- _GIVEN EXERCISE 1_
Answer from the passage on icon composition:
(a) How does Souriau define "intrinsic time"?
(b) According to the section on the spatio-temporal geometry of icons, what is construction supposed to define?
(c) Which two instances of harmonized unity does Florensky point to?
- _GIVEN EXERCISE 2_
Translate this sentence from the passage on icon composition into Spanish: "Composition is indifferent to the intensional signification of an artwork, considering only the extensional frame."

- _SUPPLIED TEXT_
Another mode of temporality, termed “intrinsic time”, corresponds to the observation that is a process of reorganizing the frame [18]. Souriau defines it as “an artistic time inherent in the texture itself of a picture in its composition, in its aesthetic arrangement”. In that respect, he indicates temporality which is not merely psychological but a compositional and aesthetical conception. However, the analysis of illustrations offered to substantiate this fails to show what exactly constitutes intrinsic time [19] (p. 191). Still, Souriau‘s article seems important pointing in a direction that should lead to fruitful results [17] (p. 10).

2.2. Spatio-Temporal Geometry of Icon

Composition deals with the elements of an artwork, whilst construction is a structuring principle that should define its integrity. Both of them are indispensable constituents of art. Composition is indifferent to the intensional signification of an artwork, considering only the extensional frame. Construction, on the contrary, is intensionally oriented and indifferent to such an extension. In a harmonious artwork, both of them are unified with no outweighting each other, and Florensky points to Hellenistic art and traditional iconography as particular instances of harmonized unity [15] (LXII–LXIII, pp. 94–98).

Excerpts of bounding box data
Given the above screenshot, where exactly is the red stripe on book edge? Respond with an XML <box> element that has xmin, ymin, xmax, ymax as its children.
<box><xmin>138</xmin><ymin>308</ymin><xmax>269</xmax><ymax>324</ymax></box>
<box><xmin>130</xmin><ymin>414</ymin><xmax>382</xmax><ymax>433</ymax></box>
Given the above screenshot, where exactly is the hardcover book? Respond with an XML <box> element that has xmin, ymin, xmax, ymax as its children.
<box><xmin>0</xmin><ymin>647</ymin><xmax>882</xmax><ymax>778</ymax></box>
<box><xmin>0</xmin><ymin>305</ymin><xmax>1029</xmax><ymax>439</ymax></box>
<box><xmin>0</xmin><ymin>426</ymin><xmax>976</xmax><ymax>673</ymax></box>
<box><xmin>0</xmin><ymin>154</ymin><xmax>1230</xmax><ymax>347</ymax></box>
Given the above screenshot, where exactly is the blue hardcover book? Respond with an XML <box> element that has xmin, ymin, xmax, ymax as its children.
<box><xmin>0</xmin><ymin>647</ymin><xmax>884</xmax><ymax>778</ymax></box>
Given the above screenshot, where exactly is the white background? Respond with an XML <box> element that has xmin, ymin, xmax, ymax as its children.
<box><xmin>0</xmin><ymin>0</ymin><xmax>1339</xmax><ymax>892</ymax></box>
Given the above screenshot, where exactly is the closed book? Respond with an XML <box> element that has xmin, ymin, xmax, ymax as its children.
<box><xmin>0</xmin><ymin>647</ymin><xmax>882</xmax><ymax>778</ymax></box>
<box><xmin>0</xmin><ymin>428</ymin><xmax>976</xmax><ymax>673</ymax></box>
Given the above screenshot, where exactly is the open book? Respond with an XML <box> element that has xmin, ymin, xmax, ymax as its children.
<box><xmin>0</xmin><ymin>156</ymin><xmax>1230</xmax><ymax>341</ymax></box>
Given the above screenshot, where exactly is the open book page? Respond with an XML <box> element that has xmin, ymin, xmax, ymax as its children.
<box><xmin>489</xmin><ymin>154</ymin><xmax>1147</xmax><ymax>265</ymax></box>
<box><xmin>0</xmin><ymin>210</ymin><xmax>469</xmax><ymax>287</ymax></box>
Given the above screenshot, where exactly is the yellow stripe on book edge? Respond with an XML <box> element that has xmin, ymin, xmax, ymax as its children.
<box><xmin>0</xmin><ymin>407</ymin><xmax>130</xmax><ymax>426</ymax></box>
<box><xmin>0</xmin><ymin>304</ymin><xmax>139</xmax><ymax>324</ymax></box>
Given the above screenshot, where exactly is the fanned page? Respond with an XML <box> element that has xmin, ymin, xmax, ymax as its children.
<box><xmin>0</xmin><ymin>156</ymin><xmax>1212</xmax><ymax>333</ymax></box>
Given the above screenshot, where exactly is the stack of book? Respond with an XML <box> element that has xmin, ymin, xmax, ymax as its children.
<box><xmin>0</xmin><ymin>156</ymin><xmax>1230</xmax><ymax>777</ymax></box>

- _ANSWER 1_
(a) As "an artistic time inherent in the texture itself of a picture in its composition, in its aesthetic arrangement."
(b) The integrity of an artwork.
(c) Hellenistic art and traditional iconography.

- _ANSWER 2_
La composición es indiferente a la significación intensional de una obra de arte, y considera únicamente el marco extensional.